La reproducción mecánica, considerada lógica y legítima por las elites gobernantes, de los viejos valores del sistema capitalista (propiedad privada, explotación indiscriminada de trabajadores y recursos naturales, maximización de la ganancia, libre empresa, competencia monopolística, corrupción y malversación de fondos del Estado, entre otros) vino a ser -para los países del mal denominado Tercer Mundo- […]
La reproducción mecánica, considerada lógica y legítima por las elites gobernantes, de los viejos valores del sistema capitalista (propiedad privada, explotación indiscriminada de trabajadores y recursos naturales, maximización de la ganancia, libre empresa, competencia monopolística, corrupción y malversación de fondos del Estado, entre otros) vino a ser -para los países del mal denominado Tercer Mundo- una excesiva sangría de riquezas que posibilitó el desarrollo económico sostenido de Europa y Estados Unidos, en tanto que estos países se hundían cada vez en la pobreza y apenas se contentaban con la vana ilusión, inculcada por sus gobernantes, de superar algún día el subdesarrollo al cual parecían estar predestinados.
Todo ello desembocó en la instauración de un orden social excluyente que impuso el sacrificio de la vida en las aras de la mezquindad materialista, tanto así que no importó que nuestros pueblos aborígenes perecieran inmisericordemente en explotaciones agrícolas y mineras, con tal de satisfacer el afán lucrativo de las cortes y burguesías europeas. Menos aún que se esclavizara a los habitantes del África negra y se les negara hasta la condición de humanos. Para las grandes metrópolis capitalistas, la búsqueda vehemente de metales preciosos convirtió al continente americano en una inmensa bocamina de la cual se extraían día y noche toneladas de plata y oro que iban a parar a las arcas de las cortes de España y Portugal y, luego, a los comerciantes y prestamistas del resto de Europa. Con muy escasa diferencia, el proceso de explotación continuó una vez alcanzada la independencia política. Ahora se manifestaba en la monoproducción de algunos rubros específicos, como café, caucho, estaño o petróleo, que se nos devolvían manufacturados y a altos precios. En su obra «Las venas abiertas de América Latina», Eduardo Galeano expone que «la región sigue trabajando de sirvienta. Continúa existiendo al servicio de las necesidades ajenas, como fuente y reserva del petróleo y el hierro, el cobre y la carne, las frutas y el café, las materias primas y los alimentos con destino a los países ricos que ganan consumiéndolos, mucho más de lo que América Latina gana produciéndolos».
────────────────
=== PROBLEMAS POR RESOLVER ===
**a)** Responde estas preguntas sobre el texto acerca de la explotación de América Latina:
(i) ¿El desarrollo económico sostenido de qué regiones posibilitó la sangría de riquezas del Tercer Mundo?
(ii) ¿A las arcas de qué cortes iban a parar primero la plata y el oro extraídos del continente americano?
(iii) ¿Qué obra de Eduardo Galeano se cita?
**b)** Prosigue el texto acerca de la explotación de América Latina a partir de su última oración.
────────────────
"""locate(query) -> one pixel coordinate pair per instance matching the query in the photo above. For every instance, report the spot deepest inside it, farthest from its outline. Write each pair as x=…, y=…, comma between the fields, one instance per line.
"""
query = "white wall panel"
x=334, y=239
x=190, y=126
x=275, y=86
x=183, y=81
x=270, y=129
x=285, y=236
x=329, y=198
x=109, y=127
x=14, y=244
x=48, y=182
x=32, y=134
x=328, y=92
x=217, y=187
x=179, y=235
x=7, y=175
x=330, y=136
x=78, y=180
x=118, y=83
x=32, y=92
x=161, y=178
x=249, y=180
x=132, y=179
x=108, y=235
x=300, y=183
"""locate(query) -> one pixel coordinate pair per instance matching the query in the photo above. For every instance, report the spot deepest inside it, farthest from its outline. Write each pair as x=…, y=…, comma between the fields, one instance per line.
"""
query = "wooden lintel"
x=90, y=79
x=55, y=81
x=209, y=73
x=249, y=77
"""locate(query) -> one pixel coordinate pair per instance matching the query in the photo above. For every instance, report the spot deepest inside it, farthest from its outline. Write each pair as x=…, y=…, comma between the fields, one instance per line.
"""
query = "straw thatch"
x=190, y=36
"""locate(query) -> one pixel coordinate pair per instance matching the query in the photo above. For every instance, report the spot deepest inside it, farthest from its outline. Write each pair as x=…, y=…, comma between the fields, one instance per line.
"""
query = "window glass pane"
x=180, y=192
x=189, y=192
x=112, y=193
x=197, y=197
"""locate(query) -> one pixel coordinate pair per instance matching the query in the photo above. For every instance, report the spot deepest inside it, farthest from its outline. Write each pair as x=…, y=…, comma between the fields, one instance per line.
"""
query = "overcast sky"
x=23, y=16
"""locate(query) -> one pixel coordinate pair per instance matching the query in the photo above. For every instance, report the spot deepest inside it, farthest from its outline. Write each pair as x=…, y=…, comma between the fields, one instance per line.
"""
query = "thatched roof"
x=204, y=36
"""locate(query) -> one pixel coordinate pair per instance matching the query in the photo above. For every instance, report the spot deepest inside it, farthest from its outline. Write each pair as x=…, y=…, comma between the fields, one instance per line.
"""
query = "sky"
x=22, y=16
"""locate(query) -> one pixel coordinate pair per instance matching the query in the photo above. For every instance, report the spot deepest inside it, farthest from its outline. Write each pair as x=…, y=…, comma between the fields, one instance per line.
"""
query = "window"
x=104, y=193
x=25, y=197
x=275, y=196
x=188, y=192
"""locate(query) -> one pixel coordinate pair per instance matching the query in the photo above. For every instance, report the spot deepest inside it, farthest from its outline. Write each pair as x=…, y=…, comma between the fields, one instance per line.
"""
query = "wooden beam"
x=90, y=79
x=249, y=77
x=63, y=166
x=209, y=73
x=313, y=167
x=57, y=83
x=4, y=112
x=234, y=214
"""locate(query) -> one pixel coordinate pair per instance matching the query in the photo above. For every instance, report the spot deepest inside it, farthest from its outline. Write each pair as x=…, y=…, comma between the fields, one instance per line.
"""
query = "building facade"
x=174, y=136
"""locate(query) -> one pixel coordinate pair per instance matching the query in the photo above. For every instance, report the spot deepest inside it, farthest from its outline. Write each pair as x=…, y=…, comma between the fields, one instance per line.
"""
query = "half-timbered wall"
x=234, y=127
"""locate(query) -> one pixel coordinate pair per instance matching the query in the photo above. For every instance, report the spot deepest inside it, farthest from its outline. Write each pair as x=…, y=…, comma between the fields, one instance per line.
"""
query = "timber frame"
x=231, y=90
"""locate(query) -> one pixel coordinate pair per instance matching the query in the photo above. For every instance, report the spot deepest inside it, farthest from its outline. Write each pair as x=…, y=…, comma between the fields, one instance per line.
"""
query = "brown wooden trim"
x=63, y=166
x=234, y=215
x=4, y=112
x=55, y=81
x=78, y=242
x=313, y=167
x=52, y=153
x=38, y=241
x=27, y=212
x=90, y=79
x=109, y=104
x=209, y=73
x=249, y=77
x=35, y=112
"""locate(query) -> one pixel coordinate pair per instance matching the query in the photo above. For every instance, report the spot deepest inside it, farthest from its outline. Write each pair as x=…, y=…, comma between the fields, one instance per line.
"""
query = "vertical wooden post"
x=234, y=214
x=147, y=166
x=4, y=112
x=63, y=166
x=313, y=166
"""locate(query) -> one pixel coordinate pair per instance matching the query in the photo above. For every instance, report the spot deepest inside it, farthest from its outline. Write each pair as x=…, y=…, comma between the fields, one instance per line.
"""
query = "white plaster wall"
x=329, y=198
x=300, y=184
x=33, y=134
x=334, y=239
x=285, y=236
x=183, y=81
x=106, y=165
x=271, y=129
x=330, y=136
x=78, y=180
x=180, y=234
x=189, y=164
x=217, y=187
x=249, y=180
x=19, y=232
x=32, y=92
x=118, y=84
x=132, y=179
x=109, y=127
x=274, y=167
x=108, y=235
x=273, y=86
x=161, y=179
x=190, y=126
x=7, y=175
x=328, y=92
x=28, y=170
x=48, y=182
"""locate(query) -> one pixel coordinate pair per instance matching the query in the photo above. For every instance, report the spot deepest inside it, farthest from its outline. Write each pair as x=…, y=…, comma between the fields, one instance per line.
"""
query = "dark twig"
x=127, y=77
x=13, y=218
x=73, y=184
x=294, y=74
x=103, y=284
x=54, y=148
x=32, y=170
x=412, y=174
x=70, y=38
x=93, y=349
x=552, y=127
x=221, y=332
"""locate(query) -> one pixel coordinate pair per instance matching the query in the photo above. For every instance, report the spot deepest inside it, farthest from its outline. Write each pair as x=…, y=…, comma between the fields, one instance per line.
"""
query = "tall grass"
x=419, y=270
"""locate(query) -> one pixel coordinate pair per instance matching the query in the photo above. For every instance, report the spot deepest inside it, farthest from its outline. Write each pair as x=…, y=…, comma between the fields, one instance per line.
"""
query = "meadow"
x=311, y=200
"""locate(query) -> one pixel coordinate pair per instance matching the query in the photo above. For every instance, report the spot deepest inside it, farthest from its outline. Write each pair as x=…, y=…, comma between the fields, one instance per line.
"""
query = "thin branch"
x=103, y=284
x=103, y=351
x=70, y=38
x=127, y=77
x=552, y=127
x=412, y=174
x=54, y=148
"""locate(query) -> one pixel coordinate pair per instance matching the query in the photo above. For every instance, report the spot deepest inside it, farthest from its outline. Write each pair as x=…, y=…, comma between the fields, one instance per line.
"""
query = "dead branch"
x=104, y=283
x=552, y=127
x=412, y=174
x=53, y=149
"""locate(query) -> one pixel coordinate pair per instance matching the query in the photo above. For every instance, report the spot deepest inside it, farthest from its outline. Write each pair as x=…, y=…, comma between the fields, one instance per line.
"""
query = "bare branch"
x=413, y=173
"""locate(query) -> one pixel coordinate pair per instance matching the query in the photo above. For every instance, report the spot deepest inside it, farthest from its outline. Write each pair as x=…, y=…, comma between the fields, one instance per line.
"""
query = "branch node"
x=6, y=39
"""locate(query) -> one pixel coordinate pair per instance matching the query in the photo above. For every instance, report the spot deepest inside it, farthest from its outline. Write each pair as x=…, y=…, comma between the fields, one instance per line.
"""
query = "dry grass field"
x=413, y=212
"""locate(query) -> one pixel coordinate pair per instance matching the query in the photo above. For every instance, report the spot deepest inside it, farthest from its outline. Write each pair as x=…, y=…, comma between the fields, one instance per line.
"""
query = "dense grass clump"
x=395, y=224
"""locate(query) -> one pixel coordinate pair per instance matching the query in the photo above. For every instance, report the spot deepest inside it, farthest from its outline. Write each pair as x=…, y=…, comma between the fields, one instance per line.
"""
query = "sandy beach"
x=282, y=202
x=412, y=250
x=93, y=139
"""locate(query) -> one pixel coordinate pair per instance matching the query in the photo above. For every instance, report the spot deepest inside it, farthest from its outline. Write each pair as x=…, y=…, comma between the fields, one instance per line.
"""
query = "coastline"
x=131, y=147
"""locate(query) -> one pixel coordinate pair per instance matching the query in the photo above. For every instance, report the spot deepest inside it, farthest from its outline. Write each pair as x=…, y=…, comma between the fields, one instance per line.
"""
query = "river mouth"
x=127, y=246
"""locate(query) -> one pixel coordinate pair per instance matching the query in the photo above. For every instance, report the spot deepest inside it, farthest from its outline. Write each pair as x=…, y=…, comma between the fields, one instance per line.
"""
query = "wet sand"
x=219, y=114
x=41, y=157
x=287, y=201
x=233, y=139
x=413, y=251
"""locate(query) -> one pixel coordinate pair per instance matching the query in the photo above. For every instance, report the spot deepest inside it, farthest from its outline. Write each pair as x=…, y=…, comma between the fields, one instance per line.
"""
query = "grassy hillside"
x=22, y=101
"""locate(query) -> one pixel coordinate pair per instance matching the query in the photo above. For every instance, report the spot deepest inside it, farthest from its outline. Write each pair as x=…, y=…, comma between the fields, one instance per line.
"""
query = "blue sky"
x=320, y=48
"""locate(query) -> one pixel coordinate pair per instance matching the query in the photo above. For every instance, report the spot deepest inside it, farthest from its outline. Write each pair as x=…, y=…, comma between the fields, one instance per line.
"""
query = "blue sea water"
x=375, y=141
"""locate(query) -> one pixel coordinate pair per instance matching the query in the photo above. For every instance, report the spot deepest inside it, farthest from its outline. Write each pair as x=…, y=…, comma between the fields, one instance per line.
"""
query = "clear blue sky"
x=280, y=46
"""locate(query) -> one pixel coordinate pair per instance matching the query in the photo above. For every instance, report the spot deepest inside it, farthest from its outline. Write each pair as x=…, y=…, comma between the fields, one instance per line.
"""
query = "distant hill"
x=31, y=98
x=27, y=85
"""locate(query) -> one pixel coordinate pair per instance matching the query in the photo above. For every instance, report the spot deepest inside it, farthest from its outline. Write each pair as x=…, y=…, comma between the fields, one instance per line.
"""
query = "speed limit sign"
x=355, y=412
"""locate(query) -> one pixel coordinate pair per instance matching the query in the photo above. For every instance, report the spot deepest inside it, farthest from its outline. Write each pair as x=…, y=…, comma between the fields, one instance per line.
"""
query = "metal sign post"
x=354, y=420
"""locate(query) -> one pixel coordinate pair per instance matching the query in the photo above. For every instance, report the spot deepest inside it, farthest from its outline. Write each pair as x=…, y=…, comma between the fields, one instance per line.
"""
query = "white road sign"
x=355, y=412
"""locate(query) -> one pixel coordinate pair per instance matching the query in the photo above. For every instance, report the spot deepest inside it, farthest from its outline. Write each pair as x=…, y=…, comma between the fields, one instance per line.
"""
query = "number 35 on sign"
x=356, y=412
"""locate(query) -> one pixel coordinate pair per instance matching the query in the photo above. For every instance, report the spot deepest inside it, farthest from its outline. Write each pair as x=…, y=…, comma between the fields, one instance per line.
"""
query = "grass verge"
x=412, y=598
────────────────
=== RESPUESTAS DEL EJERCICIO ===
**a)**
(i) Europa y Estados Unidos.
(ii) Las de España y Portugal.
(iii) «Las venas abiertas de América Latina».

**b)**
Este prolongado proceso de depredación capitalista afectó enormemente el delicado equilibrio ecológico de nuestras naciones dependientes, a tal punto que desaparecieron grandes extensiones de bosques y sabanas (con su flora y fauna únicas) para ensanchar la cría de ganado y la agricultura intensiva, dando por resultado un empobrecimiento acelerado de los suelos y una contaminación de las aguas. Una deuda ambiental, sin duda, que mantienen con los países de América, Asia y África las actuales potencias industrializadas. «El drama adquiere mayor significado -escribió Omar Luis Colmenárez en reportaje publicado en 1991 en el diario El Nacional, de Caracas- si se destaca, además, la relación que existe entre el endeudamiento crónico de estas naciones subdesarrolladas y los problemas ambientales que padecen». Esto ha hecho que se incremente aún más el deterioro ambiental padecido y se privilegie la inversión extranjera en regiones como el Amazonas.
Lo que merma grandemente la posibilidad de proteger el medio ambiente en nuestras naciones es la implantación y expansión de un modelo de desarrollo consumista que erradica las tradiciones conservacionistas de nuestros ancestros y campesinos a cambio de paquetes tecnológicos que aumenten el nivel productivo agropecuario, sin importar cual sea su impacto ambiental. Hay, por lo tanto, un vínculo estrecho entre este deterioro ambiental y la depredación capitalista de que son víctimas las naciones tercermundistas.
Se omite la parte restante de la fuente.